### [Source text]
■ ■ ■ ■

The first thing they wanted to do was a mammogram in order to ensure the biopsy clip had been placed correctly. (That's usually done immediately after the biopsy, but my inability to stop bleeding that day prevented that from happening.) So I did that first, then waited in the dressing room while the tech ran the images back to be read by the radiologist. A few minutes later, she called me back into the imaging room, stating that the doctor wanted to double-check something, then she pulled out the high-resolution paddles. I started to get a bad feeling in my stomach. She took a couple more images, then told me to wait there in the room while the radiologist read them. I waited for a few more minutes, pacing nervously. When she came back in, she directed me into another room so the radiologist could go over his findings with me. That bad feeling in my stomach was starting to get even worse.
I sat in the consultation room in my drab cloth hospital gown, fidgeting anxiously for several minutes. The radiologist then entered the room and quickly introduced himself. Suddenly, we both paused as a wave of recognition passed over us.

■ ■ ■ ■

Referring expression data

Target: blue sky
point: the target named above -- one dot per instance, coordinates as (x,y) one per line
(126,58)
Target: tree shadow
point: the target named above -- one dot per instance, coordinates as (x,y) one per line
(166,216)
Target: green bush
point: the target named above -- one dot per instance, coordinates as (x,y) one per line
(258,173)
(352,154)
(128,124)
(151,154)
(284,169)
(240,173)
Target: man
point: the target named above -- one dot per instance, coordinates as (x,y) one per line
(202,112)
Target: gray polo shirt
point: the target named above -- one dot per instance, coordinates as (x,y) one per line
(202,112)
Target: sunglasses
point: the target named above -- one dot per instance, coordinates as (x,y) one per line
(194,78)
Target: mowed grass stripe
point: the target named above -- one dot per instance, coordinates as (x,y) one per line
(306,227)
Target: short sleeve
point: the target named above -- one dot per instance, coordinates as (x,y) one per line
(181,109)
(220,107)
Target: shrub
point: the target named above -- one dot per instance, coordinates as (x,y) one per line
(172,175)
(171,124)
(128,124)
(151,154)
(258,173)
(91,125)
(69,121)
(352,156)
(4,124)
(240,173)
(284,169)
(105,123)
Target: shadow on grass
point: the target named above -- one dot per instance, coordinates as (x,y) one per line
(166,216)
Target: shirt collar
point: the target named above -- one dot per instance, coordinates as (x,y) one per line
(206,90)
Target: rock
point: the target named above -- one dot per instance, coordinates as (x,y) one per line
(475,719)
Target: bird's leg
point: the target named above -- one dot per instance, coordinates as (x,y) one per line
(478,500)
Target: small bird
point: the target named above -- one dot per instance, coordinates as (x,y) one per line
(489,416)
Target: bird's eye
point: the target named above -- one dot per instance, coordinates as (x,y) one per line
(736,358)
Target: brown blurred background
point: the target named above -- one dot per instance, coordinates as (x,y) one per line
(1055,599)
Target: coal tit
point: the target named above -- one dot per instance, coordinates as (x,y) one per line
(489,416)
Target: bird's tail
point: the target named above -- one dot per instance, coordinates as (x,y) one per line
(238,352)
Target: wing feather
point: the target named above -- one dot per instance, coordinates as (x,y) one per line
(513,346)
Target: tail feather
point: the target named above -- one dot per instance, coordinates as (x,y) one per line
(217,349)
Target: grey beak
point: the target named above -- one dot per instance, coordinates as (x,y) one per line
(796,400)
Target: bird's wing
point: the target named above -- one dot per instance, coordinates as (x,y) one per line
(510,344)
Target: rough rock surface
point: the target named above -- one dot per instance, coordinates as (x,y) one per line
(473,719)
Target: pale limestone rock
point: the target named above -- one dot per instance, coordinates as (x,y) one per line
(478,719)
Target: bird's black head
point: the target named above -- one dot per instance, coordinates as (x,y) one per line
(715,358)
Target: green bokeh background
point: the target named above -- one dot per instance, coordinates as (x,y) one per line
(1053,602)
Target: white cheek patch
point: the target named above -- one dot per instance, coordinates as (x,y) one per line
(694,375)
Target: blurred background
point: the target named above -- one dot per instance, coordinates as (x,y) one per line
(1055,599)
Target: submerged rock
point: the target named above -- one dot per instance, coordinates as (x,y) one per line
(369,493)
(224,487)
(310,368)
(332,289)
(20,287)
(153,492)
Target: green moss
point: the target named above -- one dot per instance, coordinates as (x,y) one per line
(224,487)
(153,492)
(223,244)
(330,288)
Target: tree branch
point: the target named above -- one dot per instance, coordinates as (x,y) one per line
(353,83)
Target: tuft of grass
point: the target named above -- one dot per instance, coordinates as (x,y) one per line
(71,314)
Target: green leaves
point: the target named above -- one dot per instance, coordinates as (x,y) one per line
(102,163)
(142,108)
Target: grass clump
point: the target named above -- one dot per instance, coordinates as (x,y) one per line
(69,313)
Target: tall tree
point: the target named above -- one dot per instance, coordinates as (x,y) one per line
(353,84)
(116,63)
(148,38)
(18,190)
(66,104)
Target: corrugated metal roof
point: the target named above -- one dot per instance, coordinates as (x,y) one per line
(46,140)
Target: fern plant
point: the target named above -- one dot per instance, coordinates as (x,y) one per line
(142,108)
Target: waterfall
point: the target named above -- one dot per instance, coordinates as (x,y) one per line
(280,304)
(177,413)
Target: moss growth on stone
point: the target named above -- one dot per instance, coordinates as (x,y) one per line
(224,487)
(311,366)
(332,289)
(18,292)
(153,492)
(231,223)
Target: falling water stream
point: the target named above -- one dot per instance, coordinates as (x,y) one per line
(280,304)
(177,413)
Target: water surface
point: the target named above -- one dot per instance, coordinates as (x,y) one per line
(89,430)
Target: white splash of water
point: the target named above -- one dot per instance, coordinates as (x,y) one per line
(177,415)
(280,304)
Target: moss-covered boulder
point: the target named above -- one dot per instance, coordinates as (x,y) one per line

■ ■ ■ ■

### [Problems to work on]
[1] Echo the mammogram account, from "I sat in the" up to and including "passed over us.".
[2] In the mammogram account, what did the tech pull out after calling the narrator back into the imaging room?

### [Per-task outputs]
[1]
I sat in the consultation room in my drab cloth hospital gown, fidgeting anxiously for several minutes. The radiologist then entered the room and quickly introduced himself. Suddenly, we both paused as a wave of recognition passed over us.

[2] The high-resolution paddles.